Saygı Duruşu ve İstiklal Marşı ile Başlayan Tarihi Toplantı
Fenomen bir yaklaşımla toplantı, başta Gazi Mustafa Kemal Atatürk ve tüm şehitlerimiz için saygı duruşu ve İstiklal Marşı ile başladı. Bu anlamlı başlangıç, katılımcılardan büyük takdir topladı.
Sunuculuğu Elvan Ersoy’un üssetlendiği toplantıda Ersoy, şu ifadeleri kullandı: “Hazırlanan ekonomik program, ülkemizin geleceğine ışık tutacak somut adımlar içermektedir. Şimdi, Türkiye’yi hak ettiği ekonomik gücüne kavuşturacak vizyonu ve kararlılığıyla Zafer Partisi Genel Başkanı Sayın Prof. Dr. Ümit Özdağ'ı alkışlarınızla kürsüye davet ediyorum.”
Prof. Dr. Ümit Özdağ, “Milli Ekonomi ile Krizden Çıkışı Sağlayacağız”
Zafer Partisi Genel Başkanı Prof. Dr. Ümit Özdağ, toplantıda yaptığı etkili konuşmasında şunları belirtti;
"Dünya, 1970’lerin sonunda küreselleşme sürecine girdi. Ancak 2008 finansal krizinden sonra milli devletlerin ve pazarların önemli bir rol oynamaya başladığını gördük. Korona krizinde bu süreç daha da hızlandı ve milli devletler ekonomide kaybettikleri yetkileri geri kazandılar”.
Prof. Dr. Ümit Özdağ, küreselleşmenin beklenmedik etkilerini de değerlendirdi ve şunları ekledi;
"Neoliberal politikalar, Türkiye’yi ve dünyadaki birçok ülkeyi çıkmaza sürükledi. Bugün hala hem iktidar hem muhalefet partilerinin ekonomi programları bu çerçeveye dayanmaktadır. Zafer Partisi olarak bizler, bu çıkmazdan çıkış yolu sunuyoruz. Sayın Bartu Soral ve ekonomi heyetimizin hazırladığı bu program, Türkiye’nin 21. yüzyılın başarılı ekonomilerinden biri olması için gerekli parametreleri ortaya koyuyor.”
★ ★ ★ ★ ★
Yapılacak Çalışmalar —
[1] Zafer Partisi toplantısına ilişkin metne göre Ümit Özdağ, ekonomik programı kimin hazırladığını söylüyor?
[2] Zafer Partisi toplantısını anlatan metni son cümlesinin ardından sürdürün.
Buradaki verilerin bu çalışmada hiçbir işlevi yoktur.

Veri Bölümü —
★ ★ ★ ★ ★
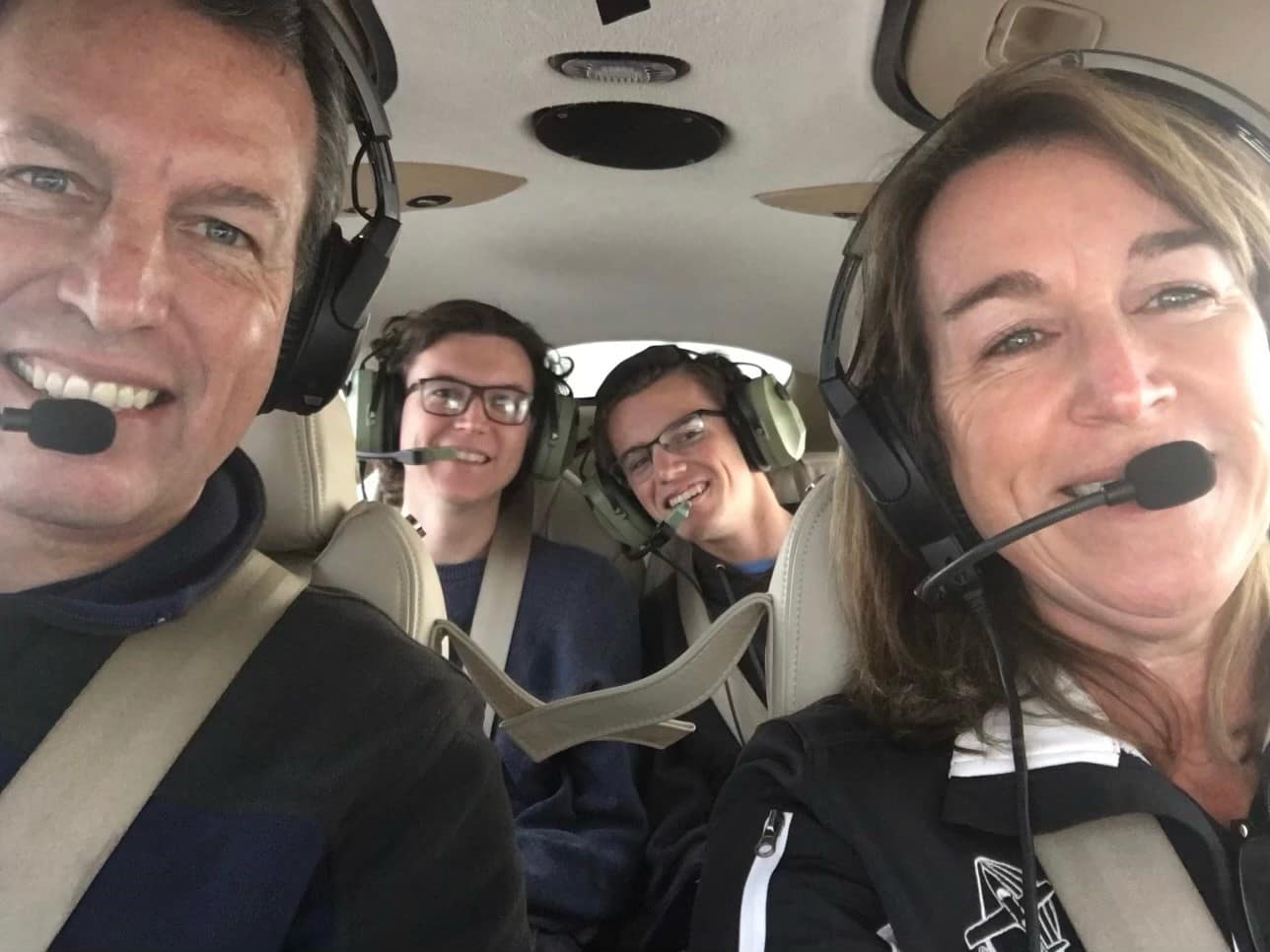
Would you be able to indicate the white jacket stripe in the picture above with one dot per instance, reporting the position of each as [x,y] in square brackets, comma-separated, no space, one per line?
[752,935]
★ ★ ★ ★ ★
Sorunların Yanıtları —
[1] Programı Sayın Bartu Soral ve ekonomi heyeti hazırladı.

[2]
Prof. Dr. Özdağ, Zafer Partisi’nin gelecekte ekonominin yanı sıra sığınmacı sorununa, uyuşturucu ve yasa dışı bahisle mücadele programlarına ve sağlık sistemine yönelik stratejilerini de ardı ardına açıklayacaklarını vurguladı.
Bartu Soral, “Planlı Kalkınma ile Ekonomik Bağımsızlığın Yolunu Çizeceğiz”
Ekonomi ve Kalkınma Politikalarından Sorumlu Genel Başkan Yardımcısı Bartu Soral, 45 dakikalık detaylı sunumunda Zafer Ekonomisi’nin özüne dair önemli bilgiler paylaştı. Soral, Türkiye’nin mevcut ekonomik çıkmazdan çıkıp kalkınma yoluna girmesi için önerilen politikaları şu başlıklar altında anlattı:
Küreselleşmenin Değerlendirilmesi: Diğer ülkelerin küreselleşme sürecinde izledikleri başarılı stratejilerin analiz edilmesi.
Milli Ekonomi Vizyonu, Türkiye’nin ekonomik bağımsızlığını sağlayacak planlı kalkınma adımları.
Sanayi ve Tarımda Yerli Üretim, İthalata dayalı ekonomik modelin yerine, yerli üretime dayalı, sürdürülebilir bir sanayi ve tarım modeli.
Adil Gelir Dağılımı, Toplumsal refahı artıracak ekonomik politikalar.
Zafer Ekonomisi, Türkiye’nin Aydınlık Geleceği
Bartu Soral, Küreselleşmenin 40 Yılı ve Türkiye’nin Ekonomik Yolu
Bartu Soral, son 40 yılda küreselleşme ile dünyaya hakim olan sektörleri, uygulanan politikaların başarı ve başarısızlıklarını ele aldı. Küresel ekonomide petrol, doğalgaz gibi geleneksel sektörlerin yerini bilgi teknolojileri, yazılım altyapısı, yarı iletkenler ve kimya endüstrisi aldı. Sektörler, dünya çapında 15 trilyon dolarlık bir ekonomik büyüklüğe ulaşırken, teknoloji devlerinin piyasa değerleri rekor seviyelere yükseldi.
Özellikle ARGE yatırımları bu başarının anahtarı oldu. Teknoloji şirketleri yıllık gelirlerinin %20-23'ünü ARGE'ye ayırarak yenilikçi büyümeyi sürdürdü. Türkiye’de ise 2023 yılı toplam ARGE harcaması, küresel devlerin tek bir şirketinin harcamasının dahi altında kaldı.
Bartu Soral, yüksek teknoloji ihracatında dünya sıralamasında Türkiye’nin geride kaldığını vurguladı. İlk sırada Çin yer alırken, Almanya ve ABD takip etti. Türkiye, toplam ihracatında yüksek teknoloji ürünlerinin payını %2’de tutarak 35. sırada yer aldı. Son 23 yılda Türkiye’nin 1,8 trilyon dolarlık dış ticaret açığı verdiğini belirten Soral, bunun ülkenin dış borçlanma ihtiyacını artırdığına dikkat çekti.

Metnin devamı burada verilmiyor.